▸ EXTRACT PROVIDED:
------------------------------------------------------------------------

I look for a taxi but there do not seem to be any around. In Paris, you don’t flag cabs down like in New York. You have to find a taxi stand and wait in line. I am in a terrible hurry. I don't dare be late, so I go to the head of the line, hoping to use some charm to convince someone to let me get ahead. The man at the head of the line readily agrees to let me in line and to share his taxi. He turns out to be the set designer for a movie starring Peter Falk, the star of the wildly popular TV series "Colombo. He invites me to lunch to meet Peter and John Cassevettes. He is very charming and I take his number and decide to maybe give him a call later.

------------------------------------------------------------------------

Dataset entries on object locations:
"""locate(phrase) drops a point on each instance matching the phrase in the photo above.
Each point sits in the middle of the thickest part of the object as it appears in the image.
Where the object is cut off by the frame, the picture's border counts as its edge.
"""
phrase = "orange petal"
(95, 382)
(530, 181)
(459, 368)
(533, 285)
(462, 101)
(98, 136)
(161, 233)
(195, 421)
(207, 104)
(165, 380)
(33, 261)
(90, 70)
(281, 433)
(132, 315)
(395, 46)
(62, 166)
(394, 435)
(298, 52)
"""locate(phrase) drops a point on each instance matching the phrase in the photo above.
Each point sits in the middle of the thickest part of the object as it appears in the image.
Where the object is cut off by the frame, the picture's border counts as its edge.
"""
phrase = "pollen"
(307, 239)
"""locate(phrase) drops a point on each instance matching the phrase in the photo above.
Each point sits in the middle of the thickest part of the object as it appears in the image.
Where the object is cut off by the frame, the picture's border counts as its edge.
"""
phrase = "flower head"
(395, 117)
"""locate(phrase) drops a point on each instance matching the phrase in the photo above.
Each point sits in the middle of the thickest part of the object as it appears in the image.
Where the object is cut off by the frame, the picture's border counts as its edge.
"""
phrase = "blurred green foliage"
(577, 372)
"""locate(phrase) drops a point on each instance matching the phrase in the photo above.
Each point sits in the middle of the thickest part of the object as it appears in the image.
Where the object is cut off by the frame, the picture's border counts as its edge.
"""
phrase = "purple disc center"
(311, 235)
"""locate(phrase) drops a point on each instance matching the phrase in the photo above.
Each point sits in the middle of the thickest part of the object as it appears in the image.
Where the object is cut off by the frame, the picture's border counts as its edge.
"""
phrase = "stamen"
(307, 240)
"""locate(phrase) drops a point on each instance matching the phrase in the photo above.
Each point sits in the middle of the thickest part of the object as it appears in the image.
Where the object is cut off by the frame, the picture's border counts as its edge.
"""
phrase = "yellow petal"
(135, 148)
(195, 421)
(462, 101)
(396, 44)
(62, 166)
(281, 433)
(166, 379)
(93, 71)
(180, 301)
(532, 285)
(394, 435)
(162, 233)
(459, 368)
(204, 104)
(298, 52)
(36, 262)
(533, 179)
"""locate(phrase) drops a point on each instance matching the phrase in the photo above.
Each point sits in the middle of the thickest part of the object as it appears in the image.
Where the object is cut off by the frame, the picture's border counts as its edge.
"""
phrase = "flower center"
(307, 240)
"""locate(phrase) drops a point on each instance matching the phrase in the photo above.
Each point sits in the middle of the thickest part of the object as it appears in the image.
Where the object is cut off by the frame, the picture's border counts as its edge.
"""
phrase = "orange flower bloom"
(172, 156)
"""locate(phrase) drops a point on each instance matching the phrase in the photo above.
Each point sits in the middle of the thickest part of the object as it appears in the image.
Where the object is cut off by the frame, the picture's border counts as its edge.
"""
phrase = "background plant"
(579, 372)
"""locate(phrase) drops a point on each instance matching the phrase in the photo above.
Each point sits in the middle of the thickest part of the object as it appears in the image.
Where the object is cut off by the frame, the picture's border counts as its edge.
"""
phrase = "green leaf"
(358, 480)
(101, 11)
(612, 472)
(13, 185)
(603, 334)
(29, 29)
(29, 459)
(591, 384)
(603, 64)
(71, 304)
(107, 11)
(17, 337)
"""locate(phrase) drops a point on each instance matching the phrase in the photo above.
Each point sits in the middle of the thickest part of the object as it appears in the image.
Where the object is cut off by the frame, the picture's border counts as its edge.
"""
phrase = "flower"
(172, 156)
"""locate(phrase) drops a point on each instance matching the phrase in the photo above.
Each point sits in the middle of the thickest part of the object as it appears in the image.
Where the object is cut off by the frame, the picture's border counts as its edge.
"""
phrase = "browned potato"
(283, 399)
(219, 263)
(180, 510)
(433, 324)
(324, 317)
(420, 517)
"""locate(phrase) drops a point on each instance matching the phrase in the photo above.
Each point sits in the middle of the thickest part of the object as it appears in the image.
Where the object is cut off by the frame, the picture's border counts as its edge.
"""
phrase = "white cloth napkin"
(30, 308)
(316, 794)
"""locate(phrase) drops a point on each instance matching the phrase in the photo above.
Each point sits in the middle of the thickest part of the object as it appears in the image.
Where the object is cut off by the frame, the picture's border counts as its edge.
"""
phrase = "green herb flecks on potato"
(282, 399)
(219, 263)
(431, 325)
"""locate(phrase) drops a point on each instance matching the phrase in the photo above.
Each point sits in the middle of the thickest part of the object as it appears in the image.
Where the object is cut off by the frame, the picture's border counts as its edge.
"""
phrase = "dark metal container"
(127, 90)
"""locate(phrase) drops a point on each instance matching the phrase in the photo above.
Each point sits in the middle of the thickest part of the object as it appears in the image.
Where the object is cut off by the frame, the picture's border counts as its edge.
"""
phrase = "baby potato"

------------------------------------------------------------------------

▸ TASKS:
a) According to the taxi passage, what does a person have to do to get a cab in Paris?
b) Please reproduce word for word the section of the taxi passage that begins with the words containing "I look for a" and ends with "a call later.".

▸ RESULTS OF THE EXERCISE:
a) You have to find a taxi stand and wait in line.

b)
I look for a taxi but there do not seem to be any around. In Paris, you don’t flag cabs down like in New York. You have to find a taxi stand and wait in line. I am in a terrible hurry. I don't dare be late, so I go to the head of the line, hoping to use some charm to convince someone to let me get ahead. The man at the head of the line readily agrees to let me in line and to share his taxi. He turns out to be the set designer for a movie starring Peter Falk, the star of the wildly popular TV series "Colombo. He invites me to lunch to meet Peter and John Cassevettes. He is very charming and I take his number and decide to maybe give him a call later.